Dataset entries

----

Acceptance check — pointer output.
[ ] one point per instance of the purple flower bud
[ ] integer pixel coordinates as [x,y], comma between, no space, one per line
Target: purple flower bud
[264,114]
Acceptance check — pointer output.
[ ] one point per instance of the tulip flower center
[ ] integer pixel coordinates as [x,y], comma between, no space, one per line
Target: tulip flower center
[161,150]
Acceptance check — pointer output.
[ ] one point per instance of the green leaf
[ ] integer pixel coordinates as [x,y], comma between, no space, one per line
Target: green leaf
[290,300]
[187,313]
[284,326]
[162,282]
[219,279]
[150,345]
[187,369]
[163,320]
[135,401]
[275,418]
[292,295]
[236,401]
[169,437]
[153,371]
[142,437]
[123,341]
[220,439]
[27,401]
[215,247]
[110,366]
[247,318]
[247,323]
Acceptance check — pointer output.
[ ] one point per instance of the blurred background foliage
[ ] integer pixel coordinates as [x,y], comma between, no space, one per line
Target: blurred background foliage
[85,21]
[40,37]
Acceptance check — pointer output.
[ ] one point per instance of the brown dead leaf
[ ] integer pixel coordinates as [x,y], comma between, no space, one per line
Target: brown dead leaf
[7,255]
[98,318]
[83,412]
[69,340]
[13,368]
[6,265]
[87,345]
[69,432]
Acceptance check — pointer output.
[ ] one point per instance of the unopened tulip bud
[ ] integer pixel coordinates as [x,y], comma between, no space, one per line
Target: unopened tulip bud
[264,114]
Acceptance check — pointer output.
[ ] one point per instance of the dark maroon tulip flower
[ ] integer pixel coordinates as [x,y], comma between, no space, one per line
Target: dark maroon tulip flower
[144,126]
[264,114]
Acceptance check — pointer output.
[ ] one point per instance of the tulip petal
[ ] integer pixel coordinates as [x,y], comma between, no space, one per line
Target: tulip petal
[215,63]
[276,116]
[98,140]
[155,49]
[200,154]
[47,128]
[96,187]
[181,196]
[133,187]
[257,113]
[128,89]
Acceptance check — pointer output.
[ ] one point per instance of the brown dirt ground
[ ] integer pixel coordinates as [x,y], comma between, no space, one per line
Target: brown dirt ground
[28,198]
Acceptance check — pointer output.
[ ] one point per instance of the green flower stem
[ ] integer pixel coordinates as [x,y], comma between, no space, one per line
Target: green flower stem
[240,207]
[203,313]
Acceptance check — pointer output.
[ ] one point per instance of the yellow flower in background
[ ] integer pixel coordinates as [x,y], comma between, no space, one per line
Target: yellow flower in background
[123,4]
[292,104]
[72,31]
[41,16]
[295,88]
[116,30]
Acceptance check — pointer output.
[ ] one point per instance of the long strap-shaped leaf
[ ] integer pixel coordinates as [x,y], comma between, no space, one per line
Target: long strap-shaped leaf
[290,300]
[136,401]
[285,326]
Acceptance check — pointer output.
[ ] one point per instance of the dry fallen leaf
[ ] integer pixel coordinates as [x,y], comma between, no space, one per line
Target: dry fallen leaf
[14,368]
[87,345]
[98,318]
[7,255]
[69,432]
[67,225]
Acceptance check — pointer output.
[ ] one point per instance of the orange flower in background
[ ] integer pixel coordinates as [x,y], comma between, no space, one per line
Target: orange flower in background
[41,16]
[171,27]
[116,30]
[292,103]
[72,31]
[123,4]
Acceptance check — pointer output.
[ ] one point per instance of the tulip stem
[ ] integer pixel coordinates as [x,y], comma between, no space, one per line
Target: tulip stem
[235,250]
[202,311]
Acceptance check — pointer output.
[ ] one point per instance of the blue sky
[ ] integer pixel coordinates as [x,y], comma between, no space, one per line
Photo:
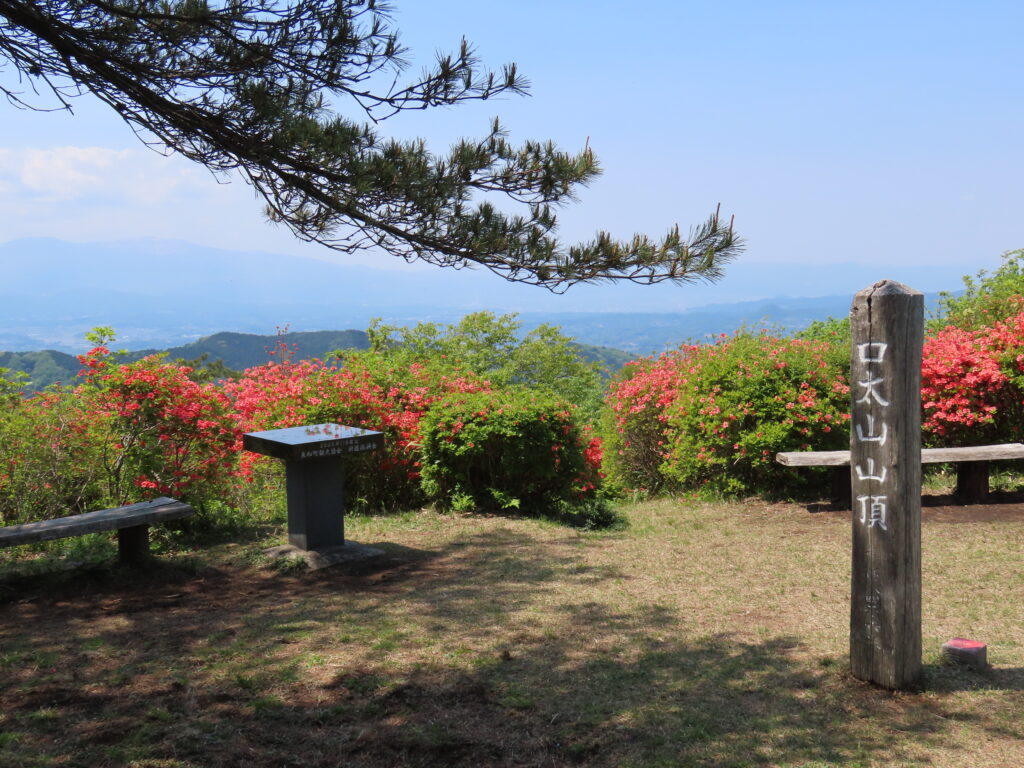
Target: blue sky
[882,133]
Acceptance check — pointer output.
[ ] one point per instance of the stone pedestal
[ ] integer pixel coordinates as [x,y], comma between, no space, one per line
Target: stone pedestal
[971,653]
[314,473]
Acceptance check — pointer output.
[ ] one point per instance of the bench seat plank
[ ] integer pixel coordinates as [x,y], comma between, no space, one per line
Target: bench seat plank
[142,513]
[928,456]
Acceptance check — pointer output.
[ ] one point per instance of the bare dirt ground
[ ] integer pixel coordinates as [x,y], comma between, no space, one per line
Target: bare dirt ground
[704,635]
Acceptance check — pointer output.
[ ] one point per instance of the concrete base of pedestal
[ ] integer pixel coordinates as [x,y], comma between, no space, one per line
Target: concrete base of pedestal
[323,558]
[968,652]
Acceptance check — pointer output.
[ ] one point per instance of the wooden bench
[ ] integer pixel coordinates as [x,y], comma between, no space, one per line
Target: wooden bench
[131,522]
[972,467]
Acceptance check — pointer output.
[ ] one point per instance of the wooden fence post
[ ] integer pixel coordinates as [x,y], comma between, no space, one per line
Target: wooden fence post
[887,325]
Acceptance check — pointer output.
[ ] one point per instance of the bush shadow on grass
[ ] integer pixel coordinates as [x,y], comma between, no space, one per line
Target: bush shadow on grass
[464,655]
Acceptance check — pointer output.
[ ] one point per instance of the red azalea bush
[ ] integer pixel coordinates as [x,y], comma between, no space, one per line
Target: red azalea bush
[714,416]
[156,431]
[368,392]
[126,433]
[49,463]
[748,397]
[973,384]
[635,420]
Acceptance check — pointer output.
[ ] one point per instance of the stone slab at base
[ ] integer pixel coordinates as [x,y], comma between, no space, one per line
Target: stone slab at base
[323,558]
[968,652]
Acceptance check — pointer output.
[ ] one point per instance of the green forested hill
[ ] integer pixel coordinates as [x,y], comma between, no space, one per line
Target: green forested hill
[43,368]
[238,351]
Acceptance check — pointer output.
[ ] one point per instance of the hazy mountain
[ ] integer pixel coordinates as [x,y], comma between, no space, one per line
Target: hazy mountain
[238,351]
[160,293]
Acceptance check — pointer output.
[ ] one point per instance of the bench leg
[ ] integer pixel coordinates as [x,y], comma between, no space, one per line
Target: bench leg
[842,494]
[972,482]
[133,545]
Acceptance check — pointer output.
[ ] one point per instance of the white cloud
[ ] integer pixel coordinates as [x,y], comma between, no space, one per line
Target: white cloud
[93,173]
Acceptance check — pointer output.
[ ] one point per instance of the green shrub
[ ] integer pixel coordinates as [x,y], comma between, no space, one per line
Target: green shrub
[747,397]
[507,450]
[634,421]
[987,298]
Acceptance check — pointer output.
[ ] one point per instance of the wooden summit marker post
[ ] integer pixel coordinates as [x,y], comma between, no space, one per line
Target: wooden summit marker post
[887,324]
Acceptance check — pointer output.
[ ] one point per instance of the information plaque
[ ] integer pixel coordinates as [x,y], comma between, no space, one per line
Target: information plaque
[314,474]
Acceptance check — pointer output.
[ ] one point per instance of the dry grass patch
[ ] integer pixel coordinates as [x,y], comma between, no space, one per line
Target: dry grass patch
[706,634]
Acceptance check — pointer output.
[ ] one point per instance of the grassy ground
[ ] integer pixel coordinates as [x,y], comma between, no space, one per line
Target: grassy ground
[704,635]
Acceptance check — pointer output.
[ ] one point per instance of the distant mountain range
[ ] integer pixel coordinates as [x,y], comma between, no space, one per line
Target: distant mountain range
[237,351]
[159,294]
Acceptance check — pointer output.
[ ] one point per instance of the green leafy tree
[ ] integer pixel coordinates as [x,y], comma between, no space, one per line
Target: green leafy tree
[987,298]
[260,87]
[492,346]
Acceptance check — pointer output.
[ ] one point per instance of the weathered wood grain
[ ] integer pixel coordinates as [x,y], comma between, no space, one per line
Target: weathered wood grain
[887,327]
[143,513]
[1003,452]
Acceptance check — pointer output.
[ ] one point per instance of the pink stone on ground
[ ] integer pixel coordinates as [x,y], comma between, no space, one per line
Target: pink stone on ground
[969,652]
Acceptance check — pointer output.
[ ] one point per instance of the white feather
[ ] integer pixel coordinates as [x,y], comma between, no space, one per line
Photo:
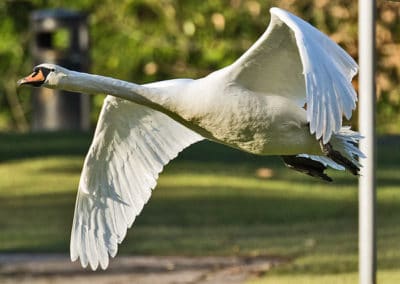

----

### Your objective
Please return every line of the material above that contains the word "bench".

### Solution
[ ] one point per instance of the bench seat plank
Target: bench seat plank
[ ] one point per instance of the wooden bench
Target: wooden bench
[ ] one point per instance of the bench leg
Target: bench leg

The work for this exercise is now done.